与えられた指示: 以下の資料の中から文字列「built」を含む行をすべて見つけ、一行ずつ書き写してください。

記録情報:
+ + +
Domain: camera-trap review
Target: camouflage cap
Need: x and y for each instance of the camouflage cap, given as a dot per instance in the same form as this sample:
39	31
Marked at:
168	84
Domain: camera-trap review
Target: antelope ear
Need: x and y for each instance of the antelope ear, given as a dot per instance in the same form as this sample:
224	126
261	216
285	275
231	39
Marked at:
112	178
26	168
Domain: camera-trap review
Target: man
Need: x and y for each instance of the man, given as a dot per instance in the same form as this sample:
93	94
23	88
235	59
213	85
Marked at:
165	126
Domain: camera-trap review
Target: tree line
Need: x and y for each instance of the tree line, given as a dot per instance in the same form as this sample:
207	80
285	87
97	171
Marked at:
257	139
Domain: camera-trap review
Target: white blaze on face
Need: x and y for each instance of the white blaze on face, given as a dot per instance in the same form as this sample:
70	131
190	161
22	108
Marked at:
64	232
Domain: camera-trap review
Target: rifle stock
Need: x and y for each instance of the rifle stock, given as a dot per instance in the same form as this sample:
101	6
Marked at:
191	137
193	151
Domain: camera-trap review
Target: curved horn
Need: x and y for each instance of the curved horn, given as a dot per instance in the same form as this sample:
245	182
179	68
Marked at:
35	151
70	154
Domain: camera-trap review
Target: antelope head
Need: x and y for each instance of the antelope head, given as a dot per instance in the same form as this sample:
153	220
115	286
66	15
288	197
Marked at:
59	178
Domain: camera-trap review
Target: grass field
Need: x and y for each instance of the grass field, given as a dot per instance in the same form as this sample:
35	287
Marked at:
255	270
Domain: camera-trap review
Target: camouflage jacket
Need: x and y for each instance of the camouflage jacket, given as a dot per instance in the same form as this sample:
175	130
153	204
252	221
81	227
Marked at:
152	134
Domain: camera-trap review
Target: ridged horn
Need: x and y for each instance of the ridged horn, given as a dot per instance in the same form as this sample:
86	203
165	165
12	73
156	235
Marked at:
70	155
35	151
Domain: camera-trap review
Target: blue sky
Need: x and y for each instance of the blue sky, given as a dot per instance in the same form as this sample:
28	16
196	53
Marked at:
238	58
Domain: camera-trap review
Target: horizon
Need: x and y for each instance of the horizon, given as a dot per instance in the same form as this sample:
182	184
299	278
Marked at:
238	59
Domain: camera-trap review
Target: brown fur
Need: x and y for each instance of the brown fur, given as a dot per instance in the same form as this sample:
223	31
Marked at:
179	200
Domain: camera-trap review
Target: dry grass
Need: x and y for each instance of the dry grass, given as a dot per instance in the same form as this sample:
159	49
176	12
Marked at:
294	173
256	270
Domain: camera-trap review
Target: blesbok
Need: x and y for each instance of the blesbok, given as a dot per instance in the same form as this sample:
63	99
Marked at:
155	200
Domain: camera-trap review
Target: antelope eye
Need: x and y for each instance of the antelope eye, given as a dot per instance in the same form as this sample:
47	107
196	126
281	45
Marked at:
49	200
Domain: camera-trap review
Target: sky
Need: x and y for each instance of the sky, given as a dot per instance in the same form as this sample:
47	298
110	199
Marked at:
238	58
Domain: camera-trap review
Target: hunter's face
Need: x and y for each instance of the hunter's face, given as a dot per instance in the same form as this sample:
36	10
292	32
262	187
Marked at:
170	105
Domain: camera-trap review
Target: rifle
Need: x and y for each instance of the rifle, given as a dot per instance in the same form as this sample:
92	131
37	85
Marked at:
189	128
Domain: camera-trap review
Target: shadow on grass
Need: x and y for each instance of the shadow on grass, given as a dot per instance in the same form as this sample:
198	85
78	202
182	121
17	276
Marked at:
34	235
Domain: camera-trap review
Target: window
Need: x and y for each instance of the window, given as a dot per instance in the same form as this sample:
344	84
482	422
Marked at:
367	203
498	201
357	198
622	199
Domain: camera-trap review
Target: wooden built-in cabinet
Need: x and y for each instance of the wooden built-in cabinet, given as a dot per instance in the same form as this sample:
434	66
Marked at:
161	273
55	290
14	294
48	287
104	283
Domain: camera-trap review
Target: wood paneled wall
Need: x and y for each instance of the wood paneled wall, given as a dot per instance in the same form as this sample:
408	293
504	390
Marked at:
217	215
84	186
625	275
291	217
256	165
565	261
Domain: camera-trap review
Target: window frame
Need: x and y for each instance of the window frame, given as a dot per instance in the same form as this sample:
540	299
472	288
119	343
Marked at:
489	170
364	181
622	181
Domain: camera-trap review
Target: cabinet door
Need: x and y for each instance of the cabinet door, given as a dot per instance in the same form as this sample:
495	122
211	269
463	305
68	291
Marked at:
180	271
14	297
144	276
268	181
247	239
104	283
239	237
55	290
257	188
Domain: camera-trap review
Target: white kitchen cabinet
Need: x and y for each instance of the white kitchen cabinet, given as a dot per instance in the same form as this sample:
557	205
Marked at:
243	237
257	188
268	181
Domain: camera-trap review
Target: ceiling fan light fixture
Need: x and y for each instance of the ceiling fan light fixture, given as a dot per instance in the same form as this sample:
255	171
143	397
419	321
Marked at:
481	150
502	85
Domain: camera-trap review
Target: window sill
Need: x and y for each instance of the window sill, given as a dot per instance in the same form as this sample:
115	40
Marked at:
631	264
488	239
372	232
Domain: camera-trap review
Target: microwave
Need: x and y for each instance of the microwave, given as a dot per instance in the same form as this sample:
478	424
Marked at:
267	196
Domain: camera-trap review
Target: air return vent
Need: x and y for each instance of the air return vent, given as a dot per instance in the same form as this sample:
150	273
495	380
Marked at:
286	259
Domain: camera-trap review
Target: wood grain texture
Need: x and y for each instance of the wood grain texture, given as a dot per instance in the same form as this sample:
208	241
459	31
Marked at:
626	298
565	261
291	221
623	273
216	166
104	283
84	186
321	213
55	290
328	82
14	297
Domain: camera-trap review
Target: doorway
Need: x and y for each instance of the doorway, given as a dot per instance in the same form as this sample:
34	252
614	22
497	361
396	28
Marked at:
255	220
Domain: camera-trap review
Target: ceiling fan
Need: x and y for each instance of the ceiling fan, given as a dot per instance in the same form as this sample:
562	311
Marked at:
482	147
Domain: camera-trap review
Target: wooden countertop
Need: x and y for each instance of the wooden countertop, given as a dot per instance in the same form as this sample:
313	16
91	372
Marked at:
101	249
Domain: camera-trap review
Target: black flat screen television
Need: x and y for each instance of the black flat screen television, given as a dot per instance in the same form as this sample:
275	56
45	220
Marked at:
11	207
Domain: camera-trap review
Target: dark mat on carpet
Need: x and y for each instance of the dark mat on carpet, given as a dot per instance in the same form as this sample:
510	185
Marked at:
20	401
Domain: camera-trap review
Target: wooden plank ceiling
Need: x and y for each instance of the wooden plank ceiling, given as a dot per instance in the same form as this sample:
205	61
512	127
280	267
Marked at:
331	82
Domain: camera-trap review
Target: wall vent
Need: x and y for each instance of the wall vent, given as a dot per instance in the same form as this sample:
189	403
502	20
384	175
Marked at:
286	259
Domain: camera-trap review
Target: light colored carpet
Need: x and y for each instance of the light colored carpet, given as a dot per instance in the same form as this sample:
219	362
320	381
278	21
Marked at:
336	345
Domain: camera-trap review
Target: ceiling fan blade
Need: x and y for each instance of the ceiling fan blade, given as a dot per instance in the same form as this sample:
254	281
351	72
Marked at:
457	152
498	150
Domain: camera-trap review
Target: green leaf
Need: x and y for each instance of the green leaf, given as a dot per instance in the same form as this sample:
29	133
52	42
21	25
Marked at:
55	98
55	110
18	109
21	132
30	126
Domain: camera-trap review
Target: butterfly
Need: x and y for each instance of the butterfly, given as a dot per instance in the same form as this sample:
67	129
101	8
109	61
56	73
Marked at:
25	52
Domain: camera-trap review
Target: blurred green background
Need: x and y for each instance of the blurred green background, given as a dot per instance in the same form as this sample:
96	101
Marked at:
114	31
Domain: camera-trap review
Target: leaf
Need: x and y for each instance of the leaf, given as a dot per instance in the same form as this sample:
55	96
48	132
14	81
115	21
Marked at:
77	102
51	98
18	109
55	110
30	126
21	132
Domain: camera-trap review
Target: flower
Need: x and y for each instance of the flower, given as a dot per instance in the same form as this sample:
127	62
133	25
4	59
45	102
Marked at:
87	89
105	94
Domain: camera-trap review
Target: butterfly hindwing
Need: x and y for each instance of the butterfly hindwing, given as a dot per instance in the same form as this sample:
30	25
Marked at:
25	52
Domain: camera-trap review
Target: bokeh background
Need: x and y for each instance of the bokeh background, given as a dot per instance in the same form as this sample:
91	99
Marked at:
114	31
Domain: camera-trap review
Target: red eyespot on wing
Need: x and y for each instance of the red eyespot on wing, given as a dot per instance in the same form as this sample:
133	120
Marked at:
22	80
+ + +
回答全文:
Target: wooden built-in cabinet
Need: x and y for each instance of the wooden built-in cabinet, given as a dot per instance in the same form as this sample:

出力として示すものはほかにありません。